## GOAL OF THE EXERCISE:
All entries shown below should be duplicated character for character.

━━━━━━━━

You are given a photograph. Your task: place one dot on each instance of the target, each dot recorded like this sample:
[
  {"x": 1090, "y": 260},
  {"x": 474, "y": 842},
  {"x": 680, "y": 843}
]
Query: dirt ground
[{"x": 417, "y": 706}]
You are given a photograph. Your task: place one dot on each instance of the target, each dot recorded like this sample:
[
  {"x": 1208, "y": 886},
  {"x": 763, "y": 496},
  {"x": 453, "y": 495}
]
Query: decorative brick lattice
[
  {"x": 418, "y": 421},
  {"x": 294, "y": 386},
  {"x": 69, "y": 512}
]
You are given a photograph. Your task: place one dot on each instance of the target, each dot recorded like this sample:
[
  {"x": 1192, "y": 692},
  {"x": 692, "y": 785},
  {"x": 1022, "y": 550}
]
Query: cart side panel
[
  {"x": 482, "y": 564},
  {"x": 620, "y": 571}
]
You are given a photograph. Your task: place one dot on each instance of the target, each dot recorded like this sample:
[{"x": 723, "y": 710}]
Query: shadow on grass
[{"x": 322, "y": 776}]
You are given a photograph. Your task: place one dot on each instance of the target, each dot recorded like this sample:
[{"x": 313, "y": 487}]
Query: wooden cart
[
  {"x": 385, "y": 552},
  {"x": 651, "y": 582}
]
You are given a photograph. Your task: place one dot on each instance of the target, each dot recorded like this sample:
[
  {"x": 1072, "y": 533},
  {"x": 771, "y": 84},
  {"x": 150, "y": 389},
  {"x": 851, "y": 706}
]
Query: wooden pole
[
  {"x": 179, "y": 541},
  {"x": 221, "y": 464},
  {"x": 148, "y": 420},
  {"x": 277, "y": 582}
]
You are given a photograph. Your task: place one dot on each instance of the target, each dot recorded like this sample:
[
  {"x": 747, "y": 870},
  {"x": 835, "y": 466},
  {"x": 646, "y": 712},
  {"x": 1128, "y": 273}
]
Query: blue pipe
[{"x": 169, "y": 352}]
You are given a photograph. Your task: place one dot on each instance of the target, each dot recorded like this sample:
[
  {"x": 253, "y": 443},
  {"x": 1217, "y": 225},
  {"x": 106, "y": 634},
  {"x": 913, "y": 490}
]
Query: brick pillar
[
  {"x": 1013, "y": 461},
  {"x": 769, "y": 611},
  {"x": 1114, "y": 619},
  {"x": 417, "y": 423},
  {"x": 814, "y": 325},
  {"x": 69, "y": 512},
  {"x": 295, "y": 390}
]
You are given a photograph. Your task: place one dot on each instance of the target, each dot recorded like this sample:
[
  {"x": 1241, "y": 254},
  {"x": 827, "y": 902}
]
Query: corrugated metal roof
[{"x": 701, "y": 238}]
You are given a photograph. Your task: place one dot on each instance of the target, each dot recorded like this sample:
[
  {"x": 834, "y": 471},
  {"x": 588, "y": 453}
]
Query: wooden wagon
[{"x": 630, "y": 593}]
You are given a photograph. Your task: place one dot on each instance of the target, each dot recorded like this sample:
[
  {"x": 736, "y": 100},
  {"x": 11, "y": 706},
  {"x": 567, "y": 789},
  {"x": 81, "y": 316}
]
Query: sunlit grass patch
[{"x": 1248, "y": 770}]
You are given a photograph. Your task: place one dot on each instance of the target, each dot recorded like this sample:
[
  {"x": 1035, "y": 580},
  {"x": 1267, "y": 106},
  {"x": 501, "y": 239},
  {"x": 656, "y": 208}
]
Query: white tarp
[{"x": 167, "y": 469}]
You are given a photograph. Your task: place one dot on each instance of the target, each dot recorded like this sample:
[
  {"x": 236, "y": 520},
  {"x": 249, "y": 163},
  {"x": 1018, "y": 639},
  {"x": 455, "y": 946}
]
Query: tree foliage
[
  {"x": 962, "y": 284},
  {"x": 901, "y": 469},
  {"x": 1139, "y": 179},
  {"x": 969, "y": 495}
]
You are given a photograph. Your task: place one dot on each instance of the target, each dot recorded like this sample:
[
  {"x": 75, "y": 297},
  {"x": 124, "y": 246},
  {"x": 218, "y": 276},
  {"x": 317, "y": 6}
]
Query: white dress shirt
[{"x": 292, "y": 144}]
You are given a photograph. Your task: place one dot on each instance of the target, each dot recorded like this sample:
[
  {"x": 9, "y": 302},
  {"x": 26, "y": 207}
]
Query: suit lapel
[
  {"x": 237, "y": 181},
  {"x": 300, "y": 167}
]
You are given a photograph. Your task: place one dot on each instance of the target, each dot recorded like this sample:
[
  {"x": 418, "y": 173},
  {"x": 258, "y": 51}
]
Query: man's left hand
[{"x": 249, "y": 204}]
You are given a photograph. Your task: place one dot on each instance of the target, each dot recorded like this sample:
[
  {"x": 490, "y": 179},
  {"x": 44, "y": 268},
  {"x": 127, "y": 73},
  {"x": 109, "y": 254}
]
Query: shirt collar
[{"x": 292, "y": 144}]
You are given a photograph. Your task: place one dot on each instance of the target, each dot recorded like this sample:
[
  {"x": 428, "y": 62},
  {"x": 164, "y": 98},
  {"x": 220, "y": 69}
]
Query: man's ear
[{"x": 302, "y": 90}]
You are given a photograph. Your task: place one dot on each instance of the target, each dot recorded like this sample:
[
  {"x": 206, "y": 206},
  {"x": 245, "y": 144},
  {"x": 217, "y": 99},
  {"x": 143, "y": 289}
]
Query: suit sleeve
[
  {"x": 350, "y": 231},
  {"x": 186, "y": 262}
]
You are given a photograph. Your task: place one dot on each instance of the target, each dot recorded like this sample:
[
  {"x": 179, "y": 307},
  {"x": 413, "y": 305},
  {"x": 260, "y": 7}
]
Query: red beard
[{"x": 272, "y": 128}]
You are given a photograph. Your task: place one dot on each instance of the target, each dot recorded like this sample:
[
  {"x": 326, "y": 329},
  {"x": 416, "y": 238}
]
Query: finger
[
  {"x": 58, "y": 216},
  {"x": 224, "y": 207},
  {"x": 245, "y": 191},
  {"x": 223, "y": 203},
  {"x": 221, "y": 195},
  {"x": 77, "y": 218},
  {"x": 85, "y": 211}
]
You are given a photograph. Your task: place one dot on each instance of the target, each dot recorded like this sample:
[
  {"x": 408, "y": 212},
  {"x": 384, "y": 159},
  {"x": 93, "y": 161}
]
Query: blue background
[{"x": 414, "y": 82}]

━━━━━━━━

## EXPECTED ANSWER:
You are given a photograph. Your task: place one dot on each instance of the target, each dot recorded like this sample:
[
  {"x": 1090, "y": 260},
  {"x": 474, "y": 842},
  {"x": 680, "y": 843}
]
Query: dirt ground
[{"x": 417, "y": 706}]
You are given a photograph. Your task: place one dot on each instance of the target, each dot recorded like this sample:
[
  {"x": 1208, "y": 886},
  {"x": 763, "y": 496},
  {"x": 453, "y": 495}
]
Query: decorative brick lattice
[
  {"x": 418, "y": 421},
  {"x": 294, "y": 386},
  {"x": 69, "y": 512}
]
You are given a photograph. Your task: place one dot on each instance of the target, each dot recorded like this sample:
[
  {"x": 1192, "y": 692},
  {"x": 692, "y": 785},
  {"x": 1022, "y": 550}
]
Query: cart side panel
[
  {"x": 482, "y": 564},
  {"x": 620, "y": 571}
]
You are given a photograph. Your task: place one dot on each instance of the target, each dot recorded like this sample:
[{"x": 723, "y": 710}]
Query: shadow on grass
[{"x": 322, "y": 776}]
You are given a photograph. Your task: place one dot on each instance of the target, each dot recorded like this sample:
[{"x": 313, "y": 487}]
Query: wooden cart
[
  {"x": 385, "y": 552},
  {"x": 651, "y": 582}
]
You are given a photograph. Your task: place one dot on each instance of the target, each dot recorded like this sample:
[
  {"x": 1072, "y": 533},
  {"x": 771, "y": 84},
  {"x": 150, "y": 389},
  {"x": 851, "y": 706}
]
Query: wooden pole
[
  {"x": 179, "y": 541},
  {"x": 221, "y": 464},
  {"x": 148, "y": 420},
  {"x": 277, "y": 582}
]
You are given a photograph. Your task: place one dot on each instance of the target, each dot recorded like this sample:
[
  {"x": 747, "y": 870},
  {"x": 835, "y": 466},
  {"x": 646, "y": 712},
  {"x": 1128, "y": 273}
]
Query: blue pipe
[{"x": 169, "y": 352}]
You are given a photograph. Your task: place one dot on each instance of the target, each dot recorded like this sample:
[
  {"x": 253, "y": 443},
  {"x": 1217, "y": 225},
  {"x": 106, "y": 634},
  {"x": 913, "y": 490}
]
Query: brick pillar
[
  {"x": 1013, "y": 461},
  {"x": 769, "y": 611},
  {"x": 1114, "y": 619},
  {"x": 417, "y": 423},
  {"x": 814, "y": 325},
  {"x": 69, "y": 512},
  {"x": 295, "y": 390}
]
You are given a photograph. Your task: place one dot on each instance of the target, each dot recorded like this sample:
[
  {"x": 1241, "y": 254},
  {"x": 827, "y": 902}
]
Query: corrugated metal roof
[{"x": 701, "y": 238}]
You are given a photograph. Your task: place one dot on each instance of the target, each dot recorded like this sample:
[
  {"x": 834, "y": 471},
  {"x": 588, "y": 453}
]
Query: wooden wagon
[{"x": 630, "y": 593}]
You are given a photograph. Your task: place one dot on each instance of the target, each dot recorded like this sample:
[
  {"x": 736, "y": 100},
  {"x": 11, "y": 706},
  {"x": 567, "y": 789},
  {"x": 81, "y": 316}
]
Query: sunlit grass patch
[{"x": 1248, "y": 770}]
You are given a photograph. Your task: place one dot on each instance of the target, each dot recorded like this sample:
[
  {"x": 1035, "y": 580},
  {"x": 1267, "y": 106},
  {"x": 501, "y": 239},
  {"x": 656, "y": 208}
]
Query: white tarp
[{"x": 167, "y": 469}]
You are given a photograph. Your task: place one dot on each instance of the target, each dot recorded like this sample:
[
  {"x": 236, "y": 520},
  {"x": 249, "y": 163},
  {"x": 1018, "y": 639},
  {"x": 455, "y": 946}
]
Query: tree foliage
[
  {"x": 962, "y": 284},
  {"x": 901, "y": 469},
  {"x": 1139, "y": 179},
  {"x": 969, "y": 495}
]
You are given a photograph. Your task: place one dot on each instance of the target, each dot recorded like this sample:
[
  {"x": 75, "y": 297},
  {"x": 124, "y": 246},
  {"x": 218, "y": 276},
  {"x": 317, "y": 6}
]
Query: white dress shirt
[{"x": 292, "y": 144}]
You are given a photograph. Your task: place one dot on each instance of the target, each dot recorded like this sample:
[
  {"x": 9, "y": 302},
  {"x": 26, "y": 207}
]
Query: suit lapel
[
  {"x": 237, "y": 181},
  {"x": 300, "y": 167}
]
You are given a photograph. Your task: place one dot on each instance of the target, each dot recorded like this sample:
[
  {"x": 418, "y": 173},
  {"x": 258, "y": 51}
]
Query: man's left hand
[{"x": 249, "y": 204}]
You are given a photograph. Your task: place one dot on each instance of the target, each dot recorded like this sample:
[
  {"x": 490, "y": 179},
  {"x": 44, "y": 268},
  {"x": 127, "y": 73},
  {"x": 109, "y": 254}
]
Query: shirt collar
[{"x": 292, "y": 144}]
You are given a photograph. Your task: place one dot on each instance of the target, each dot recorded like this sample:
[
  {"x": 428, "y": 62},
  {"x": 164, "y": 98},
  {"x": 220, "y": 69}
]
Query: man's ear
[{"x": 302, "y": 90}]
You are given a photograph. Your task: place one dot on each instance of the target, each dot recorded like this sample:
[
  {"x": 206, "y": 206},
  {"x": 245, "y": 144},
  {"x": 217, "y": 99},
  {"x": 143, "y": 289}
]
Query: suit sleeve
[
  {"x": 350, "y": 231},
  {"x": 186, "y": 262}
]
You are given a photograph. Your task: place one dot on each instance of the target, each dot recorded like this sample:
[
  {"x": 179, "y": 307},
  {"x": 413, "y": 305},
  {"x": 260, "y": 7}
]
Query: red beard
[{"x": 272, "y": 128}]
You are given a photograph. Your task: place one dot on each instance of the target, each dot recorded like this sample:
[
  {"x": 326, "y": 329},
  {"x": 416, "y": 238}
]
Query: finger
[
  {"x": 58, "y": 216},
  {"x": 224, "y": 207},
  {"x": 245, "y": 191},
  {"x": 223, "y": 203},
  {"x": 221, "y": 195},
  {"x": 77, "y": 218},
  {"x": 85, "y": 211}
]
You are given a photograph. Your task: place one dot on each instance of the target, each dot recorded like this sample:
[
  {"x": 408, "y": 212},
  {"x": 384, "y": 159},
  {"x": 93, "y": 161}
]
Query: blue background
[{"x": 414, "y": 82}]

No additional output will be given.